═══ Input for this task ═══

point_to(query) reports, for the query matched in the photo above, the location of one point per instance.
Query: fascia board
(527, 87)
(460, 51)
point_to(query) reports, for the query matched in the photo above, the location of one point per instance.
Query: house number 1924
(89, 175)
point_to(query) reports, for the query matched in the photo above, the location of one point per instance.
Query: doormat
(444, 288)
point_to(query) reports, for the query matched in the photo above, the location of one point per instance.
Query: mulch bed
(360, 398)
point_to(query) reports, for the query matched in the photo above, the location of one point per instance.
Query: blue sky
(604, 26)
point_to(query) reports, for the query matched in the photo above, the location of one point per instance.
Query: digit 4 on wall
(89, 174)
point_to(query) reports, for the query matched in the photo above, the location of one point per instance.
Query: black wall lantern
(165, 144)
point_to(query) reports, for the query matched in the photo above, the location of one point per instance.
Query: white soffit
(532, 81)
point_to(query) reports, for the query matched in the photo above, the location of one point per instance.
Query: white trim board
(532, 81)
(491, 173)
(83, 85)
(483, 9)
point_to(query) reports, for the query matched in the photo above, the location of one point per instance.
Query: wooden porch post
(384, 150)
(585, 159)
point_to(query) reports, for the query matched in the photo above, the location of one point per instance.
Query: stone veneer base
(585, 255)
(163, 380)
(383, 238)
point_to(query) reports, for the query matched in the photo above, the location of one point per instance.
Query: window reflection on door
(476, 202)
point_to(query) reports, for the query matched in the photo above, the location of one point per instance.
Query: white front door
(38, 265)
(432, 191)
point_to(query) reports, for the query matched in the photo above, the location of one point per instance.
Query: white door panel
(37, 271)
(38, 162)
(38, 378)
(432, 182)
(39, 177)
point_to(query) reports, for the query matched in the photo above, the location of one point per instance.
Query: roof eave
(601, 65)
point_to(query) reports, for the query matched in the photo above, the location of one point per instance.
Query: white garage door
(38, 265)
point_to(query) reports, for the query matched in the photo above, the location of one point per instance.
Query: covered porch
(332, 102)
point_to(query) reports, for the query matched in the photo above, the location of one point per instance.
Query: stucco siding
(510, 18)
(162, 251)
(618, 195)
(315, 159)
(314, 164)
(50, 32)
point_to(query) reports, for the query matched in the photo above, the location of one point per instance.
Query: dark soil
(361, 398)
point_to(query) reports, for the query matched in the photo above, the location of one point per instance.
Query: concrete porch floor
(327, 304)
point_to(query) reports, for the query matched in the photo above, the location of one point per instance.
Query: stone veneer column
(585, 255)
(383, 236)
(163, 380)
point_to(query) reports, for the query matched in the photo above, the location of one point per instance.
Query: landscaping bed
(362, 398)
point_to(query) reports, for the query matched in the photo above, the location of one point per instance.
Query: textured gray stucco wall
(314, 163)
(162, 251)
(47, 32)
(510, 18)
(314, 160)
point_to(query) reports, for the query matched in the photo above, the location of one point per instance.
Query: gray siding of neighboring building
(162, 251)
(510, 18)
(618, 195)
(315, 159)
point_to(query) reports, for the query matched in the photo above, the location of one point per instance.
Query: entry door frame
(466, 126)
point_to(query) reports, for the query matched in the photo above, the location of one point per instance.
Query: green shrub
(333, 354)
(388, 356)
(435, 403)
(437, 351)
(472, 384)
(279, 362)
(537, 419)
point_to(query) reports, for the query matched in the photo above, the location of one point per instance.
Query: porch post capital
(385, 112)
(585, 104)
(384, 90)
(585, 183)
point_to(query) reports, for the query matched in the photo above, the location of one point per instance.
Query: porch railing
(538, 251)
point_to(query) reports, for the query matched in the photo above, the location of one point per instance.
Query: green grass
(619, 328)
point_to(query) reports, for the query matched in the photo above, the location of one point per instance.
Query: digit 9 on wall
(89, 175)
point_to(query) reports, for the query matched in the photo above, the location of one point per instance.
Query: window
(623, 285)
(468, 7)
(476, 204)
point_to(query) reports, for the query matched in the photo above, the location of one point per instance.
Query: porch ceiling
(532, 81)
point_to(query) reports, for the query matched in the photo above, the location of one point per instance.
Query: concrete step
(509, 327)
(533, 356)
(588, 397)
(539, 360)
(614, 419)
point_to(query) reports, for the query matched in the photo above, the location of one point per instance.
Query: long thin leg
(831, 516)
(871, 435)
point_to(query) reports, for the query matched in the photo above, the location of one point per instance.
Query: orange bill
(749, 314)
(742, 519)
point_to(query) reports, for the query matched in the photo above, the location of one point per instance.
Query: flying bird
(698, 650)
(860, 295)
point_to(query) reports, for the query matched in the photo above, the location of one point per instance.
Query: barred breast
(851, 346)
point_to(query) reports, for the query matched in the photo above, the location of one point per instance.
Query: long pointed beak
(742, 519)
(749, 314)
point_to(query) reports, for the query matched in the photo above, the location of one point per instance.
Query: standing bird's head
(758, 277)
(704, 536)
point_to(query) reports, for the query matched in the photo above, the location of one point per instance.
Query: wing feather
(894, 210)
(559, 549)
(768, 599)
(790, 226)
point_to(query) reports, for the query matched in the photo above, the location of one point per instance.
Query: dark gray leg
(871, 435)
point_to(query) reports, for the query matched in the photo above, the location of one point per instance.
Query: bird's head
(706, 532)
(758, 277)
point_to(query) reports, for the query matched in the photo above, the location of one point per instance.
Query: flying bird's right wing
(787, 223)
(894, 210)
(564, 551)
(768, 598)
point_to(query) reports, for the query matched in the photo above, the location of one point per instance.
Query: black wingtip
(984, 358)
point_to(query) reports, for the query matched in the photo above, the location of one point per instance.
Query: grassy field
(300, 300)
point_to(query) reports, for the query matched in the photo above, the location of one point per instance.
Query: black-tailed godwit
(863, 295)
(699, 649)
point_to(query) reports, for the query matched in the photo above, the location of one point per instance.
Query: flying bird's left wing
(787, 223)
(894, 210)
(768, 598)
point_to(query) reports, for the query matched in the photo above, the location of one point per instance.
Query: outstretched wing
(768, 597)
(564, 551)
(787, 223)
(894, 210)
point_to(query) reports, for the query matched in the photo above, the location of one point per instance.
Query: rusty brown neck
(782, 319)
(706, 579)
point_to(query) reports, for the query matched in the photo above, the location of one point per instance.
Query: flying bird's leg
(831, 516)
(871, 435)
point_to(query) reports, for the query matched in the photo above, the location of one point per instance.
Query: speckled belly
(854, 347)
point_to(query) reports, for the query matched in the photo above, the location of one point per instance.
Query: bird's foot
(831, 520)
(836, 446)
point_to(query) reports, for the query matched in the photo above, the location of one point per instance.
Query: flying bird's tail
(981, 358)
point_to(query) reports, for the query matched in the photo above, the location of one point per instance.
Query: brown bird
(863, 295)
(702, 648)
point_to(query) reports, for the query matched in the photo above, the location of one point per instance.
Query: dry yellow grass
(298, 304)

═══

(Task prompt) Once you have read the records above, set each one down again exactly.

(Output of the task)
point_to(query) reports, for the query matched in the photo above, the location of one point per instance.
Query: fascia board
(527, 87)
(460, 51)
point_to(query) reports, for the query matched in the photo above, the location of one point per instance.
Query: house number 1924
(89, 175)
point_to(query) reports, for the query matched in the photo above, the location of one point per instance.
Query: doormat
(444, 288)
point_to(query) reports, for the query matched in the photo above, the location of one point per instance.
Query: mulch bed
(360, 398)
point_to(query) reports, for the query matched in the photo above, the location of one point per instance.
Query: blue sky
(604, 26)
point_to(query) reports, for the query matched in the photo above, the location of one point per instance.
Query: digit 4 on wall
(89, 174)
point_to(query) reports, for the query matched in the photo above, the location of one point per instance.
Query: black wall lantern
(165, 144)
point_to(query) reports, for the query matched in the photo above, the location of one point per instance.
Query: white soffit
(532, 81)
point_to(query) reports, for the query matched in the photo above, the location of one point per instance.
Query: white trim board
(532, 81)
(491, 173)
(83, 85)
(483, 9)
point_to(query) reports, for the query matched in the photo above, the location of one point per instance.
Query: wooden porch post
(384, 150)
(585, 159)
point_to(query) reports, for the query matched in the photo above, the location of one point per instance.
Query: stone veneer base
(585, 255)
(163, 380)
(383, 238)
point_to(query) reports, for the query matched in the photo above, the location of one point per instance.
Query: window reflection on door
(476, 202)
point_to(query) reports, for the query matched in the photo above, the location of one point per instance.
Query: white front door
(38, 265)
(432, 191)
point_to(query) reports, for the query matched in the photo above, the location of one point per instance.
Query: white door panel
(37, 271)
(38, 162)
(38, 378)
(432, 182)
(39, 177)
point_to(query) reports, for the query matched in the photo above, the location of one point per instance.
Query: roof eave
(601, 65)
point_to(query) reports, for the query matched in the photo above, the location of one point per instance.
Query: white garage door
(38, 265)
point_to(query) reports, for the query matched in the photo above, the location of one point per instance.
Query: covered porch
(332, 102)
point_to(query) reports, for the query matched in the photo above, the location of one point per instance.
Query: stucco siding
(510, 18)
(162, 251)
(618, 195)
(315, 159)
(314, 164)
(50, 32)
point_to(query) reports, for the query matched in the photo above, the location of one point per instance.
Query: dark soil
(361, 398)
point_to(query) reports, for the query matched in the photo above, the location of one point per instance.
Query: concrete porch floor
(327, 304)
point_to(query) reports, for the query matched in the photo above, the location of one point per instance.
Query: stone veneer column
(585, 255)
(383, 236)
(163, 380)
point_to(query) reports, for the query matched in the photo above, the location of one point per instance.
Query: landscaping bed
(362, 398)
point_to(query) reports, for the query matched in the photo above, the location of one point per instance.
Query: textured gray stucco wall
(314, 163)
(162, 251)
(47, 32)
(510, 18)
(314, 160)
point_to(query) reports, for the query matched in the photo above, the location of one point per instance.
Query: gray siding of neighboring building
(162, 251)
(510, 18)
(618, 195)
(315, 159)
point_to(query) reports, for the query matched in the photo above, the location of one point per instance.
Query: entry door frame
(466, 126)
point_to(query) reports, for the query matched in the photo above, the location of one point per instance.
Query: green shrub
(333, 354)
(388, 356)
(435, 403)
(437, 351)
(472, 384)
(279, 362)
(537, 419)
point_to(query) reports, for the query matched in the photo above, the location of one point per instance.
Query: porch post capital
(385, 112)
(585, 104)
(384, 90)
(585, 183)
point_to(query) reports, for the query matched in the photo above, the location of one point per instance.
Query: porch railing
(538, 251)
point_to(query) reports, for the query matched in the photo above, the location of one point per instance.
Query: green grass
(619, 328)
point_to(query) reports, for the query matched in the photo above, the location of one point per instance.
Query: digit 9 on wall
(89, 175)
point_to(query) reports, for the query matched in the photo above, the location of one point per instance.
Query: window
(623, 285)
(468, 7)
(476, 204)
point_to(query) reports, for the query matched in the photo above, the location of one point per instance.
Query: porch ceiling
(532, 81)
point_to(query) reports, for the query matched in the photo above, the location of one point per instance.
Query: concrete step
(509, 327)
(533, 356)
(588, 397)
(539, 360)
(614, 419)
point_to(query) reports, for the query matched in the photo above, the location of one point per instance.
Query: long thin leg
(831, 516)
(871, 435)
point_to(query) reports, for the query matched in the photo above, the location of one point per instance.
Query: orange bill
(749, 314)
(742, 519)
point_to(query) reports, for the query matched in the photo above, the location of one point per instance.
Query: flying bird
(698, 650)
(860, 295)
point_to(query) reports, for the query matched in the photo above, the location of one point per instance.
Query: barred breast
(851, 346)
point_to(query) reports, for the query matched in the photo above, the location of one point per instance.
Query: long pointed beak
(742, 519)
(749, 314)
point_to(query) reports, for the query matched in the photo above, the location of one point per instance.
Query: standing bird's head
(758, 277)
(704, 536)
point_to(query) reports, for the query matched in the photo above, the location of one point per instance.
Query: wing feather
(894, 210)
(559, 549)
(768, 599)
(790, 226)
point_to(query) reports, for the query matched in the photo above, the location of one point per instance.
Query: dark gray leg
(871, 435)
point_to(query) reports, for the query matched in the photo above, the location of one point per instance.
Query: bird's head
(706, 532)
(758, 277)
point_to(query) reports, for the query matched in the photo above, the location of one point per instance.
Query: flying bird's right wing
(787, 223)
(894, 210)
(564, 551)
(768, 598)
point_to(query) reports, for the query matched in the photo above, the location of one point per instance.
Query: black wingtip
(984, 358)
point_to(query) reports, for the query matched in the photo above, the location of one point per instance.
Query: grassy field
(300, 300)
point_to(query) reports, for the query matched in the photo above, the location of one point per instance.
Query: black-tailed godwit
(863, 295)
(699, 649)
point_to(query) reports, for the query matched in the photo above, the location of one point per instance.
Query: flying bird's left wing
(787, 223)
(894, 210)
(768, 598)
point_to(query) reports, for the query matched in the photo above, the location of one point per instance.
Query: outstretched wing
(768, 597)
(564, 551)
(787, 223)
(894, 210)
point_to(query) reports, for the query matched in the photo above, the location of one point per instance.
Query: rusty brown neck
(782, 319)
(706, 579)
point_to(query) reports, for the query matched in the photo above, the location of one point per instance.
Query: flying bird's leg
(831, 516)
(871, 435)
point_to(query) reports, for the query matched in the photo above, the location of one point per instance.
Query: speckled belly
(854, 347)
point_to(query) reports, for the query matched in the photo above, the location of one point per instance.
Query: bird's foot
(831, 520)
(836, 446)
point_to(query) reports, for the query matched in the photo above, the location of one point per instance.
Query: flying bird's tail
(981, 358)
point_to(query) reports, for the query matched in the photo above, the location of one point per instance.
Query: brown bird
(863, 295)
(702, 648)
point_to(query) reports, for the query matched in the photo above, the location of one point per instance.
Query: dry yellow grass
(298, 304)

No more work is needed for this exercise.